THE TASKS:
1) According to the piece on lenses for outdoor sports, which lens gives a full frame camera coverage similar to a 70-300mm zoom on a crop frame camera?
2) Pick up the piece on lenses for outdoor sports after its last sentence and carry it on.

SELECTED EXTRACT:

━━━━━━━━━━━━━━━━

When I wrote about shooting indoor sports it was obvious that the most important thing was getting a wide enough aperture lens to allow fast shutter speeds. In the relatively dim light of indoor shooting we made compromises everywhere else to get at least an f/2.8 (and often an f/1.8) aperture lens to give us fast shutter speeds. In outdoor sports our emphasis will change. With the large expanse of outdoor sports fields a long focal length and the ability to zoom are more important than the absolute widest aperture. At least while there’s sunshine.

First Priority is Focal Length

Deciding what focal length you’ll need is actually fairly straightforward with just a bit of calculating. We’ll assume you can photograph from near the sidelines (if not, then just add whatever distance your seat is from the sideline to the formula). We’ll want to be able to get a shot where the subject fills about least 2/3 of our frame vertically, so lets assume we want to take a picture that includes 9 feet of vertical area when we’ve focused on our subject (again assuming a 6 foot tall athlete – if the kids are 4 feet tall than multiply our focal length by 150%). Football, Soccer, and Lacrosse fields are are all 55 to 60 yards in width. A baseball diamond is 30 yards across the infield and another 30 yards or more to the outfield. The summary is we’d like a lens that will give us about a 9 foot field of view at 60 yards.

Here’s a table that shows how far away (in yards) a 9 foot vertical field of view is for lenses of different focal lengths:

Focal LengthDistance (Full frame)Distance (Crop frame)
50mm10 yards6 yards
100mm19 yards12 yards
200mm38 yards23.5 yards
300mm56.5 yards38 yards
400mm75.3 yards50 yards

 

The bottom line – on a crop frame camera a 70-300mm zoom (Canon, Nikon, Sony) will get you pretty good coverage from 15 yards to 56 yards away, the ‘sweet spot’ for outdoor sports. If you’re shooting a full frame camera – the Canon 100-400mm gives similar coverage. If you’ll be sitting further back from the sidelines, or want some ‘head and shoulder’ closeups, then you might want a bit more length.

Lens Autofocus Speed

One thing that becomes important when selecting a lens for outdoor sports is the lens focus speed: When you depress the shutter button does the lens ‘snap’ right into focus or does it focus so slowly that the subject has already moved two steps before the lens has caught up with them? Unfortunately we can’t look up a number to find the lens autofocus speed like we can its aperture or focal length. There are some strong hints though (or you can just call us and ask).

  • Lenses with Ultrasonic Motors focus faster than lenses with standard electric motors. So the designation USM (Canon), SWM (Nikon and Olympus), SSW (Sony), HSM (Sigma) usually indicate fast autofocus.
  • Lenses with Focus Limiter switches allow you to limit the lens to autofocusing longer focal lengths only, which can cut the autofocus time in half.
  • The longer the zoom range, the longer autofocus will take to lock on. This is one reason Pros shoot with primes instead of zooms much of the time. Its also why 18-200mm zooms generally aren’t great sports lenses.

For this reason the Tamron 70-200mm f/2.8, for example, an otherwise excellent lens, is not a very good sports lens. Its autofocus speed is just too slow for fast sports (although its probably just fine for pee-wee soccer).

━━━━━━━━━━━━━━━━

DATA EXTRACT:
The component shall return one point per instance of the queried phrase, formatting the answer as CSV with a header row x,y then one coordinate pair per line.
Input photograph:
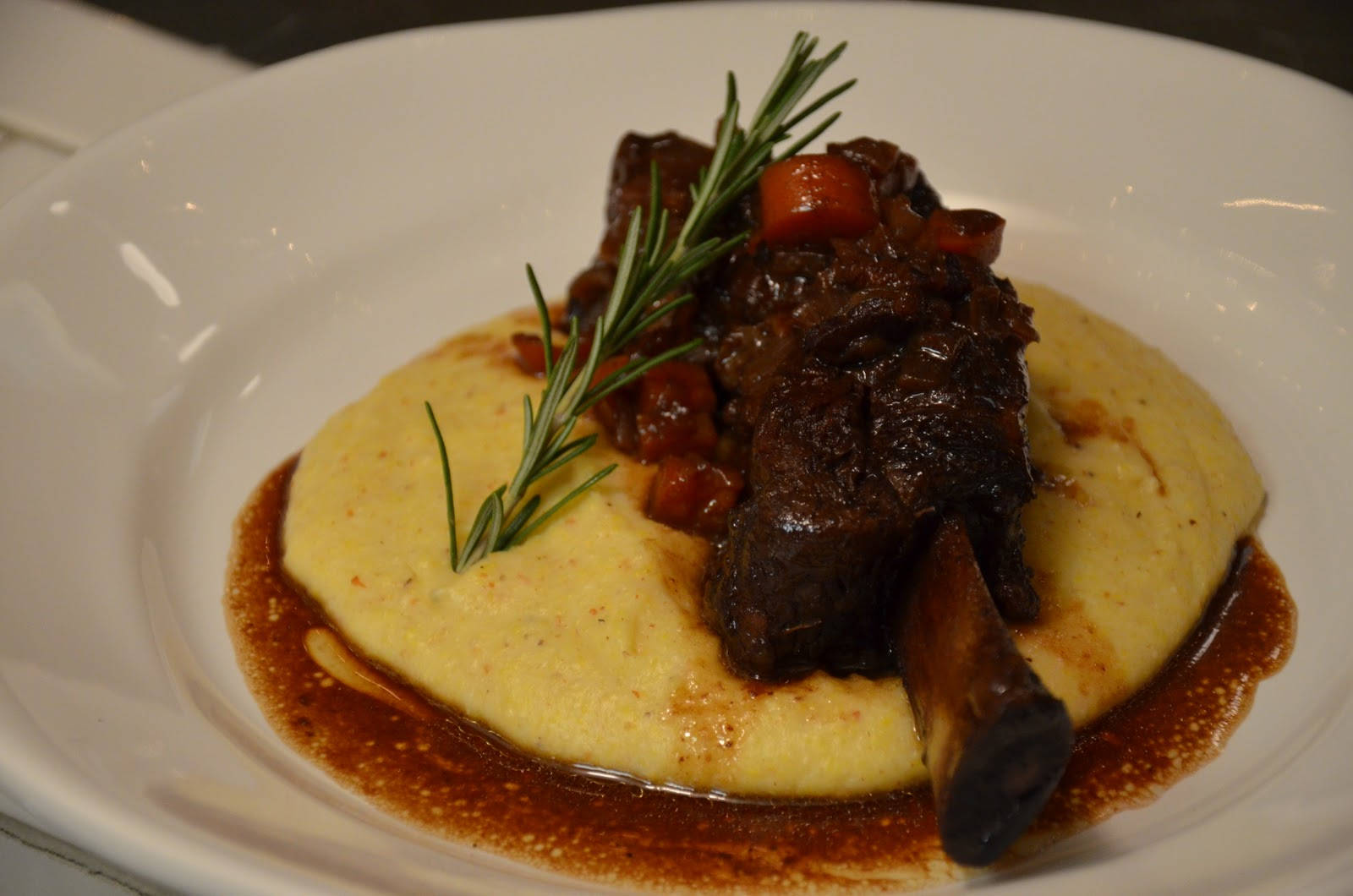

━━━━━━━━━━━━━━━━

ANSWERS FOR THIS EXERCISE:
1) The Canon 100-400mm.

2)
Camera Shooting Speed

How fast the camera will take photos can also be important. Instead of getting a single shot of the batter swinging, getting a series of 4 images might allow you to get the actual moment the bat hits the ball. Most modern SLRs are capable of at least 3 frames per second and top of the line cameras can capture 10 or more frames per second. There’s a lot of variation in how many frames the camera can take at this rate before its buffer fills though. Whatever the buffer size, though, the camera will take a lot more JPG images than RAW images before filling the buffer, so outdoor sports shooting is one of the few times when shooting JPG may make more sense than shooting RAW images.

Shutter Speed

In order to get ‘stop action’ shots you’ll need a shutter speed of at least 1/250 second. If the action is fast and you want to stop high speed action (the bat hitting the ball) you’d want a shutter speed of around 1/1,000 of a second. In good daylight this is generally not a problem, even with f/5.6 lenses. If its overcast, f/5.6 may not be enough (the difference between bright sunlight and heavy overcast is at least 4-5 stops of light). And if you’re playing a night game under the lights, then you’ll need very fast lenses, f/2.8 or so.

Many people use ‘time exposure’ mode (Tv on most cameras) to dial in a rapid shutter speed, but if you do so, make sure you at least look at the cameras other settings. If lighting is bad the camera may increase your ISO too high to get that shutter speed, resulting in grainy pictures. If its too bright, the camera may reduce the lens aperture to f/16 or more, resulting in blurring from diffraction effects. Personally I prefer to set the aperture at the lens’s widest settings and then check to make sure my shutter speed is fast enough. But lets face it, in bright daylight, setting the camera on ‘full auto’ will probably be fine too.

A Few Other Hints

Set your camera to center point autofocus and spot metering
There are too many high contrast subjects in outdoor sports to let the camera decide where to focus. Center point autofocus lets you pick the focus point, not the camera. Similarly bright sunlight can cause a huge shift in metering between lighter objects and shadows. Spot metering helps make sure the exposure is accurate for the subject, not the 10 yards of brightly lit grass behind the subject.

Try to keep the sun behind you
Or at least 90 degrees to the side. If the sun is behind your subject you’re likely to see only a silhouette and a lot of lens flare.

The best shots usually come on overcast days.
Cloudless summer days result in a dynamic range too great for the camera to handle sometimes. High clouds and hazy overcast help limit how bright the highlights are and how dark the shadows get. Heavy low clouds, of course, may make things too dark for high shutter speeds though.

Position is everything
Standing at the mid sideline at a soccer game may seem logical at first, but the action takes place at the ends of the field. From mid field all you can see are the kid’s backs (unless your kid is the goaltender). The corner of the end zone is going to get better shots (and give you a break to chimp your pictures when the kids are at the other end of the field). Behind home plate is the place to take pictures of the infield, but its not where you want to take pictures of your child at bat.

The non-action shots are often the best shots
Pictures of a home-run celebration, of your dejected child walking off the field after a loss, of that fat mom in a tube top screaming at the umpire will be looked at far more often (especially a couple of years from now) than that shot of Billy making the tag at second base. Trust me on this one, my kids are grown now.

If you’re going to a professional game, check the camera regulations
Many stadiums have rules about how big of a lens will be allowed in the stands.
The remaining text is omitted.